__Stated task__
In the passage on the storm-centered algorithm, why does the algorithm cost more than conventional data assimilation?

__Supplied passage__
┄┄┄┄┄┄┄┄┄┄

Although the storm-centered algorithm has clear benefits, it also has drawbacks. One anticipated weaknesses concerns variability in the environment, such as near land surfaces; in these cases repositioning the storm in step 2 leads to artifacts where geographically fixed surface conditions have disturbed the atmosphere. Limiting the size of the storm-centered domain near land, and not using the algorithm when storms are over land, may address this issue. A second weakness is that the storm-centered algorithm is more costly than conventional data assimilation, since the update is performed twice, but this cost is typically small in comparison to the expense of the ensemble forecasts. A third issue concerns the choice of level for calculating storm center, which may present a problem for tilted storms; we will consider this issue in section 3a. Error in observed storm position is also a critical factor, as the algorithm relies heavily on the ability to measure the center. This issue is considered in section 2a.

To assess the functionality and stability of the storm-centered algorithm, two experiments are conducted. The first experiment tests only the analysis step of the Kalman filter, and uses data sampled randomly from a long, statistically steady, simulation of an idealized TC. The second experiment concerns cycling an EnKF in a shallow-water model. These two experiments are designed to test the storm-centered algorithm in a simple framework where the exact solution is known, which facilitates evaluation of the storm-centered algorithm and its impact on assimilated storm structure. Results for both experiments are compared to a conventional EnKF solution employing the square root version with serial observations assimilated as described by Whitaker and Hamill (2002); however, this method should work in most existing ensemble data assimilation systems with modest modification. Where appropriate, results are also compared to the method of LH.3 In the LH method, one obtains the full analysis by first using a single position measurement to estimate the position error, then shifting the prior members by this amount and performing standard data assimilation. Recall that in the storm-centered algorithm, all prior ensemble members are shifted to the same location before assimilation. In this way, our method is the limiting case of the LH method in the case of zero position error.

┄┄┄┄┄┄┄┄┄┄

__Information provided__
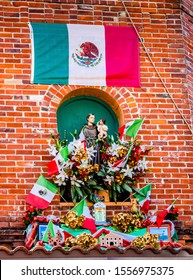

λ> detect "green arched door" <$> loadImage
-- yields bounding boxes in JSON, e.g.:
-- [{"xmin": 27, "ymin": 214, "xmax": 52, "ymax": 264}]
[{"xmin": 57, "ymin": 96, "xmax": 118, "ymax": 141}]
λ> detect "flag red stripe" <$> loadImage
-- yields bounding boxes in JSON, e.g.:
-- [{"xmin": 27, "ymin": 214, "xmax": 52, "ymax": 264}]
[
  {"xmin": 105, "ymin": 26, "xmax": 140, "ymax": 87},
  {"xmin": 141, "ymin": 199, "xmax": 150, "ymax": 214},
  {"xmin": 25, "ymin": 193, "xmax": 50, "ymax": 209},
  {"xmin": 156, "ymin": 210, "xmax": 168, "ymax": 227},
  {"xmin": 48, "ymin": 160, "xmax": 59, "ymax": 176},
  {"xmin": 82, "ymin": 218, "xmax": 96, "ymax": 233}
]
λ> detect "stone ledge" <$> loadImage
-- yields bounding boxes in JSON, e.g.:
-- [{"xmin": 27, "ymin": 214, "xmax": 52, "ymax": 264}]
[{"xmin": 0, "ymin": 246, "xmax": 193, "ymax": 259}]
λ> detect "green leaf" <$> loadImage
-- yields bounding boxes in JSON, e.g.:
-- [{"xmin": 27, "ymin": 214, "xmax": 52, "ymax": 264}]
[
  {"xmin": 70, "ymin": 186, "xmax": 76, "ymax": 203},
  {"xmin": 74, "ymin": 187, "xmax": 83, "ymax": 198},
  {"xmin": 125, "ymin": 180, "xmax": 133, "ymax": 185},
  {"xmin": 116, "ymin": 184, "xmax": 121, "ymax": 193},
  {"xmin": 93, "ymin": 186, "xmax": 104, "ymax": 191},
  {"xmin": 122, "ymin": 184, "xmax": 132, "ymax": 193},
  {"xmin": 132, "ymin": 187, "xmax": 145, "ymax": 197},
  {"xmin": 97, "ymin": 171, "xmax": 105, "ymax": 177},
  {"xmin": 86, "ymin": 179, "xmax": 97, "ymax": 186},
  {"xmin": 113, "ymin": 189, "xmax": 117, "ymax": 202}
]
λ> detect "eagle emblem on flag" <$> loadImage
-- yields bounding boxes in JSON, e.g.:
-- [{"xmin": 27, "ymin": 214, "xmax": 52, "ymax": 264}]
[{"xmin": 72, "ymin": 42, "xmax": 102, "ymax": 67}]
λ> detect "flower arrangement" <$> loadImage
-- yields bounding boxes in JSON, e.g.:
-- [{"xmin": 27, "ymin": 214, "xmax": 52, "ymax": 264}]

┄┄┄┄┄┄┄┄┄┄

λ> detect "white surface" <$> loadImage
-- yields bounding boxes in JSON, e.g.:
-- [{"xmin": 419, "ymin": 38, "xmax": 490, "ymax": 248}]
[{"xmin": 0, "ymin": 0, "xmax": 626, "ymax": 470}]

┄┄┄┄┄┄┄┄┄┄

__Expected answer__
The update is performed twice.